Region annotation items:

┄┄┄┄┄┄┄┄┄┄

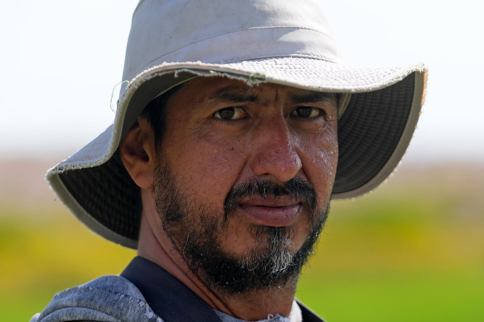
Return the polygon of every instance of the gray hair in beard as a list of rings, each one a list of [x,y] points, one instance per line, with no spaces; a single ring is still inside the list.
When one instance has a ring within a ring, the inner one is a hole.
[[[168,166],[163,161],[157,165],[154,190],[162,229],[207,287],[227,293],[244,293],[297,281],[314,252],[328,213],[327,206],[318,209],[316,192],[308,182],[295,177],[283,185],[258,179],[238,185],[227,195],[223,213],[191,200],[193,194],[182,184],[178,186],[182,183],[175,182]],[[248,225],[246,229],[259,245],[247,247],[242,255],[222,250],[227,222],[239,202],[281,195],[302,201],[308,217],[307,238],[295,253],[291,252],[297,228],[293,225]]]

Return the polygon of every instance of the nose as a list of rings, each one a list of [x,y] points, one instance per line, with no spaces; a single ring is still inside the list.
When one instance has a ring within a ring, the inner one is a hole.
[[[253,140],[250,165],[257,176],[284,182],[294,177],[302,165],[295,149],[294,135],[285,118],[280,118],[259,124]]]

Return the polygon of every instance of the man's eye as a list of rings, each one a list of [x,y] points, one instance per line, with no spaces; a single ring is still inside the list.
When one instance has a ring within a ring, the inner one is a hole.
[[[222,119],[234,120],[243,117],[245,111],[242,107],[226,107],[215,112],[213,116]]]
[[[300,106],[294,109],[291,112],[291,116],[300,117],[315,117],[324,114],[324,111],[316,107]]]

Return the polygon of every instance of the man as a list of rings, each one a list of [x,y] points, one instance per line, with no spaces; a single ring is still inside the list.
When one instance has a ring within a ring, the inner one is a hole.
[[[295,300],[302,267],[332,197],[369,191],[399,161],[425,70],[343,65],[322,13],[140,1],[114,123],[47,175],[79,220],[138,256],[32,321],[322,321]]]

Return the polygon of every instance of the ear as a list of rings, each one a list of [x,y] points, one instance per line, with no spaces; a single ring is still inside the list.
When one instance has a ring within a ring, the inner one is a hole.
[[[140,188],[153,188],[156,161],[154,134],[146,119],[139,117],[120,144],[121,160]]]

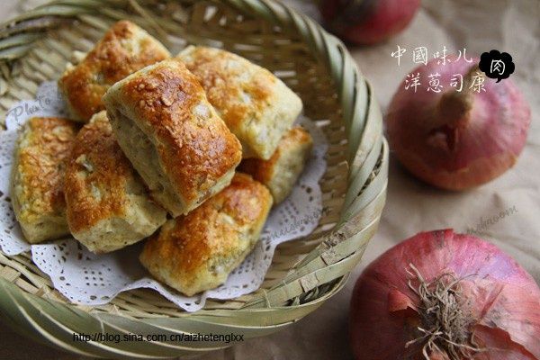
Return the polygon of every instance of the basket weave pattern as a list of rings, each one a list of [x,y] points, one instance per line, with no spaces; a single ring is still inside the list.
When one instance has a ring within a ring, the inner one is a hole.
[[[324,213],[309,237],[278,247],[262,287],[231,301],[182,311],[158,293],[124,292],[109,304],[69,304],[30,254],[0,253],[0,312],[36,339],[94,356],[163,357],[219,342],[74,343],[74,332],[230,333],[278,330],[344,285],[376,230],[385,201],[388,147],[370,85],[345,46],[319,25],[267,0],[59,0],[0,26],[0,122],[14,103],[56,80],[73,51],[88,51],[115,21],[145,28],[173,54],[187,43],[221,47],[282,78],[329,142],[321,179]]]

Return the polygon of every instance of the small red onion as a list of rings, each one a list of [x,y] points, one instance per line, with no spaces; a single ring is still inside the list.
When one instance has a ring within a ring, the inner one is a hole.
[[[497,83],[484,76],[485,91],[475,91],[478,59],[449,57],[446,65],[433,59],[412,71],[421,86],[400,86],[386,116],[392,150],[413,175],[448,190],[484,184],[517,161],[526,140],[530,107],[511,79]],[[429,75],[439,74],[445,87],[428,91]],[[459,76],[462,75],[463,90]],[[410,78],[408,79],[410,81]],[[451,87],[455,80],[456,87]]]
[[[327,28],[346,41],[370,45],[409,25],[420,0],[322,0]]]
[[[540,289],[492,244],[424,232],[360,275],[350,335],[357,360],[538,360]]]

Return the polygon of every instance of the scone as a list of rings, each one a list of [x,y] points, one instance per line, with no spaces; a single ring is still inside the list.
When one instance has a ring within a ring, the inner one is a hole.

┄┄┄┄┄┄┄┄┄┄

**What to work on**
Give an exact copy of the material, leaving out every picture.

**The response**
Return the polygon of every instance of the gray hair in beard as a list of rings, each one a list of [x,y] points, one instance per line, with no spaces; a single ring is still inside the list.
When one instance has a ring within a ring, the inner one is a hole.
[[[168,166],[163,161],[157,165],[154,190],[162,229],[207,287],[227,293],[244,293],[297,281],[314,252],[328,213],[327,206],[318,209],[316,192],[308,182],[295,177],[283,185],[258,179],[238,185],[227,195],[223,213],[191,200],[193,194],[182,184],[178,186],[182,183],[175,182]],[[248,225],[246,229],[259,245],[247,247],[242,255],[222,250],[227,222],[239,202],[281,195],[302,201],[308,217],[307,238],[295,253],[291,252],[297,228],[293,225]]]

Return the polygon of every instance of the nose as a list of rings, each one a list of [x,y] points, one instance per line, with no spaces; a single ring is still inside the list.
When one instance has a ring within a ring, the inner one is a hole.
[[[253,140],[250,165],[257,176],[284,182],[294,177],[302,165],[295,149],[294,135],[285,118],[280,118],[259,124]]]

Return the polygon of every instance of the man's eye as a list of rings, each one a list of [x,y] points, one instance per line, with no spaces; a single ring is still inside the list.
When one instance has a ring within a ring, the inner one is a hole.
[[[222,119],[234,120],[243,117],[245,111],[242,107],[226,107],[215,112],[213,116]]]
[[[300,106],[294,109],[291,112],[291,116],[300,117],[315,117],[324,114],[324,111],[316,107]]]

Return the polygon of every instance of the man as a list of rings, each one a list of [x,y] points, one instance per line, with no spaces; a single ring is still inside the list.
When one instance has a ring within a ring, the inner one is a hole.
[[[295,300],[302,267],[332,197],[369,191],[399,161],[425,70],[343,65],[322,13],[140,1],[114,123],[47,175],[79,220],[138,256],[32,321],[322,321]]]

Return the polygon of every instance of the ear as a list of rings, each one a list of [x,y] points, one instance per line, with no spaces; a single ring is still inside the list.
When one instance has a ring within a ring, the inner one is a hole.
[[[140,188],[153,188],[156,161],[154,134],[146,119],[139,117],[120,144],[121,160]]]

Return the polygon of every instance of the basket weave pattern as a list of rings, each one a list of [x,y] points, one instance per line, with no spaces; a single ring is still inside the list.
When one instance has a ring within a ring, the inner one is a hole.
[[[324,213],[309,237],[278,247],[262,287],[231,301],[182,311],[158,293],[124,292],[109,304],[69,304],[30,254],[0,253],[0,312],[36,339],[94,356],[163,357],[219,342],[74,343],[74,332],[230,333],[278,330],[344,285],[376,230],[385,201],[388,147],[370,85],[345,46],[319,25],[267,0],[59,0],[0,26],[0,122],[14,103],[56,80],[73,51],[88,51],[115,21],[145,28],[173,54],[187,43],[221,47],[282,78],[329,142],[321,179]]]

Return the polygon of every instance of the small red onion as a list of rings, each one a list of [x,y] points, one instance per line, with no spaces; a single ring is still inside the list.
When one instance has a ring within a ring, the inner one is a hole.
[[[497,83],[484,76],[485,91],[475,91],[478,59],[449,57],[446,65],[433,59],[412,71],[421,86],[400,86],[386,116],[392,150],[413,175],[448,190],[484,184],[517,161],[526,140],[530,107],[511,79]],[[429,75],[439,74],[445,87],[428,91]],[[459,76],[462,75],[463,90]],[[410,78],[408,79],[410,81]],[[451,87],[455,80],[456,87]]]
[[[327,28],[346,41],[370,45],[409,25],[420,0],[322,0]]]
[[[540,289],[492,244],[424,232],[360,275],[350,335],[357,360],[538,360]]]

Return the polygon of every instance of the scone as a list of rings, each one a list of [x,y] points, one instance per line, with no spaces; a single ring is still inside the list.
When one instance has a ring within a ring, the inner one is a hole.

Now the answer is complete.